• [Text passage]:

If the bookie sets the odds for this race according to the ‘real-world’ probabilities, the second has 4 time more chance of win with respect to the first, so the bookie should reward the every penny invested in the first more due to risk it possess. So she decides odds to be 4-1. This implies that for every 1 USD invested in the first horse, there will be 4 USD profit. Similarly, for every 4 dollars invested in the second horse, on makes one dollar profit. Therefore, if she sets the odds to be 4-1, in the world state where the first horse wins, she pays back a total amount of $(10 + 40) k$ USD for people who bet on the first horse which is $10 k$ less than the total bets $60 k$ she received, making a total of $10 k$ profit. On the other hand, in the world state where the second horse wins, she needs to give back a total amount of $50 k$ plus $12.5 k$, which is $2.5 k$ more than the original amount she received. Therefore, if the second horse wins, she loses $2.5 k$. On average, she does not expect make money from these trades, as her expected profit and loss is given by
\[\mathbb{E}[\textrm{PnL}] = p_1 \times 10.000 - p_2 \times 2500 = 0.2 \times 10.000 - 0.8 \times 2500 = 0, \quad\quad p_1 + p_2 = 1.\]Although she has zero gains and losses on average, there is a variability of the possible outcomes and the concerning one here is about the possibility that the second horse wins which exhibit a downside risk. Of course, she might collect enough fees from all the bets to cover such downside risks, but this will also show some variability: she will make profit sometimes but also loose some as well for other times. One thing she can do is to reflect those risks to her fees, adjusting it according to the specific “game” to cover her potential losses. However, this would be both impractical (on her side) and of course inefficient for the market (betting industry) because in this case we simply adjust the prices (fee) of the bets according to the risk preferences of the bookie. A more efficient strategy would therefore try to eliminate the uncertainty associated with the PnL outcomes. How can she achieve this?

• [Source excerpt]:
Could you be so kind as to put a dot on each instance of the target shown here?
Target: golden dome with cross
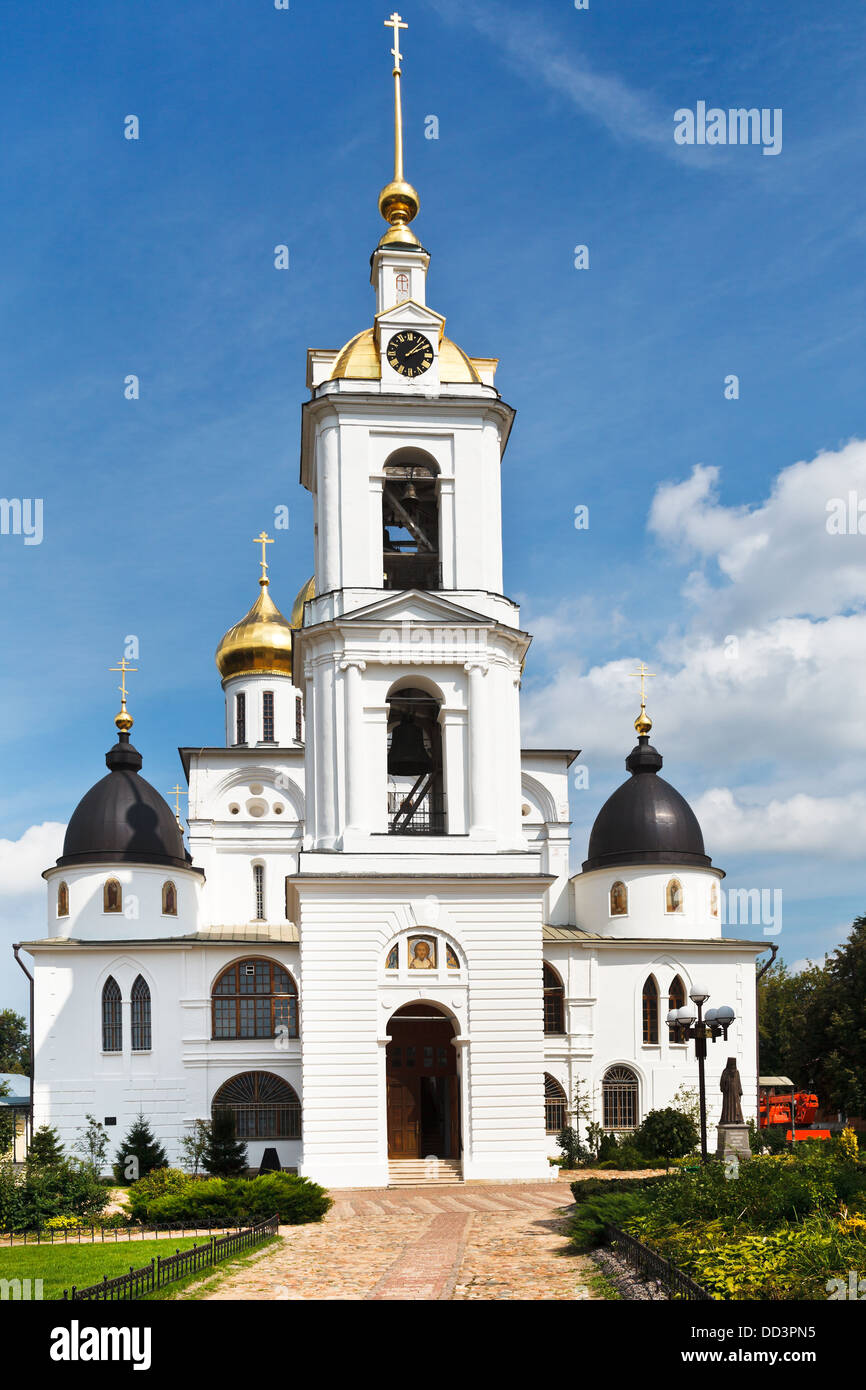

• [What to work on]:
Answer these questions about the horse-race betting passage:
1. At odds of 4-1, how much profit does the bookie make if the first horse wins?
2. How much does she lose if the second horse wins?
3. What probability does the expected profit-and-loss calculation assign to the first horse?
You won't need the listing for this.

• [Finished exercise]:
1. 10k USD
2. 2.5k USD
3. 0.2